Compte rendu
- Type de publication : Article de revue
- Revue : Récits d’Ellis Island de Georges Perec et Robert Bober au miroir contemporain
2019 – 6 - Auteur : Brown (Llewellyn)
- Pages : 207 à 211
- Revue : La Revue des lettres modernes
- Série : Georges Perec, n° 1
Hermes Salceda, Clés pour La Disparition de Georges Perec. Brill / Rodopi, « Faux titre ; no 423 », 2018. xii + 223 p.
Dans La Disparition, Perec porta son attention sur l’élément minimal du langage – la lettre de l’alphabet – dans l’objectif d’« écrire le plus long lipogramme possible » (Perec cité p. 21). Ce dernier dépasse ainsi les genres brefs, acquérant une ampleur inédite. Loin d’être un cas isolé, ce projet singulier faisait partie de quatre champs gouvernant l’ambition littéraire de Perec, et dont chacun exprimait sa visée de variété et d’exhaustivité. Dans ce livre récent, Hermes Salceda1 développe avec clarté une présentation des paramètres formels de La Disparition de Perec, et nous offre les moyens d’en saisir les enjeux.
La première partie de cette étude traite de la potentialité de la contrainte, ses pouvoirs et ses limites. Au départ, la question se pose si la contrainte suffit pour engendrer un roman, puisque les règles de la littérature potentielle ne sont pas nécessairement liées à la pratique ou à la réalisation littéraire : la conception d’une contrainte est, en soi, son propre accomplissement. L’auteur explique que le lipogramme « ne suffit pas à engendrer des matériaux narratifs. Il pose une condition à remplir par le texte d’arrivée, mais ne fournit pas d’éléments susceptibles de faire surgir un univers de fiction » (p. 25). Dans La Disparition, les contraintes sont au nombre de quatre : le lipogramme (suppression de la lettre e), la longueur, le genre romanesque, enfin le choix de la suppression de la lettre composant la matière même du récit. Un autre choix se manifeste : soit l’auteur dissimule la contrainte (à la manière de Raymond Roussel), soit il l’exhibe, comme le fait Perec. La Disparition devient ainsi l’histoire « de l’écriture lipogrammatique construisant une histoire » (p. 29).
:::
#### Énoncé A
Dans le compte rendu sur La Disparition de Perec, quelle lettre le lipogramme supprime-t-il ?
#### Énoncé B
Recopiez tout le passage du compte rendu sur La Disparition de Perec qui va de « - Pages : 207 » jusqu'à « xii + 223 p. ».
#### Énoncé C
Reprenez le compte rendu sur La Disparition de Perec à la suite de sa dernière phrase.

Extrait d'un fichier de données:
:::
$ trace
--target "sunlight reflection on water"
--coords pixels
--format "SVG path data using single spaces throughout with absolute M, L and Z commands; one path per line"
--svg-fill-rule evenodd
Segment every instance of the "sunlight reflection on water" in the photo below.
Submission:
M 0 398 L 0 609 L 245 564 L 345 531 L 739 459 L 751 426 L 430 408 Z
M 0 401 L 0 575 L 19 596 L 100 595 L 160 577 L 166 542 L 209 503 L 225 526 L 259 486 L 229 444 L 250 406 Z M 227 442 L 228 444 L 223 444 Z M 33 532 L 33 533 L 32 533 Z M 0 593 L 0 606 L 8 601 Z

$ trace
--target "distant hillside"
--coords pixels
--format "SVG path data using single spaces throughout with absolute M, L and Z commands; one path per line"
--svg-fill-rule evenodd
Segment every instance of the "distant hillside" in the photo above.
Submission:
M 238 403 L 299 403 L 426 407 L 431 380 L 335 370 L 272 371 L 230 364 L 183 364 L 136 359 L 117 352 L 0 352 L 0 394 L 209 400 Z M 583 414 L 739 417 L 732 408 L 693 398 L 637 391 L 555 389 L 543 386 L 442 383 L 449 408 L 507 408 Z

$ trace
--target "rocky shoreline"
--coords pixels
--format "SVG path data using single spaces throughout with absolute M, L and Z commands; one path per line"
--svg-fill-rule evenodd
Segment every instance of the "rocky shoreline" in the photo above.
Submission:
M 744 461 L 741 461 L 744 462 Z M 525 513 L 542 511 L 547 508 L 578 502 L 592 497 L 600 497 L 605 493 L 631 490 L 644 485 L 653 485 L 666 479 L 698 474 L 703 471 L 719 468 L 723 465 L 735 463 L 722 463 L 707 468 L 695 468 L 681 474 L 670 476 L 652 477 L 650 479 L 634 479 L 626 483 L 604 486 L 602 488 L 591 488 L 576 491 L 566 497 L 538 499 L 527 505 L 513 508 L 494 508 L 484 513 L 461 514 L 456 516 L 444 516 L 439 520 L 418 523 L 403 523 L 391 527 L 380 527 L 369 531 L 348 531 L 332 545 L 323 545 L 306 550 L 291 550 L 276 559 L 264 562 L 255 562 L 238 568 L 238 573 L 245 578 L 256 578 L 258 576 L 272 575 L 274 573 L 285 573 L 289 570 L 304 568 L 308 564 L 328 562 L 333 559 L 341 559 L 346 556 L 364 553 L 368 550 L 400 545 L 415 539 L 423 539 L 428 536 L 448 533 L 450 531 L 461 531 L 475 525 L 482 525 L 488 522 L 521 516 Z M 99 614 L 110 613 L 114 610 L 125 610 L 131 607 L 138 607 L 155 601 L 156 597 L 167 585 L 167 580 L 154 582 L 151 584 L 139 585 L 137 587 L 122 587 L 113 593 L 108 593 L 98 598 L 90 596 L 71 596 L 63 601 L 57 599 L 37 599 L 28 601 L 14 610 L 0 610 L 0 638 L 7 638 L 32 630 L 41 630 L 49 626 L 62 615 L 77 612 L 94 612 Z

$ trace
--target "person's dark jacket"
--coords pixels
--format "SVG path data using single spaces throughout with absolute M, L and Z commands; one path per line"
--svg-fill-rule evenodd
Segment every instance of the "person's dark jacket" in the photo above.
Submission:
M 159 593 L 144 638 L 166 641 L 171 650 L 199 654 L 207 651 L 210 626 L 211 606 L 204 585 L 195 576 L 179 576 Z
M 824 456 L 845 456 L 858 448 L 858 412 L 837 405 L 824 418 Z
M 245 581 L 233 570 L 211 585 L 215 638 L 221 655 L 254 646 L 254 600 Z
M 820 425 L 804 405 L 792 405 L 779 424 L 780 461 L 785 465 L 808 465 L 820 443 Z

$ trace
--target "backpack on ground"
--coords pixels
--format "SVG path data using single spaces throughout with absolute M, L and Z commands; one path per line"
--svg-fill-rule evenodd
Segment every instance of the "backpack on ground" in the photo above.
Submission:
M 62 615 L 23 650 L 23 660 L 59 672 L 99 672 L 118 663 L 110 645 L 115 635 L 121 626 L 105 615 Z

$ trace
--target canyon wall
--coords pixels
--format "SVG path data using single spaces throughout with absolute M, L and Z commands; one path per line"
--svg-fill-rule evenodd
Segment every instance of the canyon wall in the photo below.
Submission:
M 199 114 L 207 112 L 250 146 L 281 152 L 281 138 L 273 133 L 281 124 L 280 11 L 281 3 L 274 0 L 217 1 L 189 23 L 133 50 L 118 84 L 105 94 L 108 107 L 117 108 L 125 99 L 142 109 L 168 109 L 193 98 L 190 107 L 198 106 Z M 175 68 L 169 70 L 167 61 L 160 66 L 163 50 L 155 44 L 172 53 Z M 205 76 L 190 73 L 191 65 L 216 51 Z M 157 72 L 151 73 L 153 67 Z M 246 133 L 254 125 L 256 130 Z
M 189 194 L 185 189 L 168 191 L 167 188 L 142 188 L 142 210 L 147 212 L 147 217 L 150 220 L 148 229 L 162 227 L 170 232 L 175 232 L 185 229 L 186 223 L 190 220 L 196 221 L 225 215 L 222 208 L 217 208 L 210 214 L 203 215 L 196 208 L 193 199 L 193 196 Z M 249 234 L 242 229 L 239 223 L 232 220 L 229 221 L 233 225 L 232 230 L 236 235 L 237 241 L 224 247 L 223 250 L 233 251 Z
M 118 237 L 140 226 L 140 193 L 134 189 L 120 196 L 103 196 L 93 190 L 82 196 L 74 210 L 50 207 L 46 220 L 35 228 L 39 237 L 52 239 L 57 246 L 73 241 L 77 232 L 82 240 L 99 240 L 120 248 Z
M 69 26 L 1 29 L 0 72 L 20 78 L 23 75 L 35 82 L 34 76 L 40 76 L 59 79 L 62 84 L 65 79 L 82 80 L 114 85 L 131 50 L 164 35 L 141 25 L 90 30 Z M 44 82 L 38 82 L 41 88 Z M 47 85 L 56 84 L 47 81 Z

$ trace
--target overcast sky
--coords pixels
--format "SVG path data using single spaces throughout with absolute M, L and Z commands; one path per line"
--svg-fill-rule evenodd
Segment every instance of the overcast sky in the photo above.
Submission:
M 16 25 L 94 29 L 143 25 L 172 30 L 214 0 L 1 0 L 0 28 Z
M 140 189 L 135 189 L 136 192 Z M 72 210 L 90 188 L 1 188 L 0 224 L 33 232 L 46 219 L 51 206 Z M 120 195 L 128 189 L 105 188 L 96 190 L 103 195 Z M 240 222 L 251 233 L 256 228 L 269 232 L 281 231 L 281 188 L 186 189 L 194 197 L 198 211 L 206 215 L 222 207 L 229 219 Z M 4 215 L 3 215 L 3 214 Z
:::
#### Réponse finale A
La lettre e.

#### Réponse finale B
- Pages : 207 à 211
- Revue : La Revue des lettres modernes
- Série : Georges Perec, n° 1
Hermes Salceda, Clés pour La Disparition de Georges Perec. Brill / Rodopi, « Faux titre ; no 423 », 2018. xii + 223 p.

#### Réponse finale C
Si le risque existe que le livre soit congédié comme simple jeu littéraire, l’entreprise de Salceda vise à démontrer que « nombre de structures métatextuelles et des mécanismes de production de la contrainte ne 208peuvent être bien compris qu’en mettant en lumière les liens entre le plan fictionnel et le plan littéral » (p. 29).
Dans le chapitre suivant, Salceda affirme que les contraintes induisent certains types de langage, en sorte que Perec pousse l’écriture vers la recherche de nouvelles formulations humoristiques. Ainsi, il crée des listes paradigmatiques, de nature tautologique. L’hypotaxe est nécessairement exclue, au bénéfice de la parataxe et l’accumulation des mots pleins. Salceda développe les conséquences de l’exclusion d’une lettre de l’alphabet, qui concourt à dérégler et à « subvertir l’ordre courant des discours et des savoirs » (p. 43) : l’ablation d’une lettre a la capacité de susciter la réorganisation des catégories et des hiérarchies de la culture.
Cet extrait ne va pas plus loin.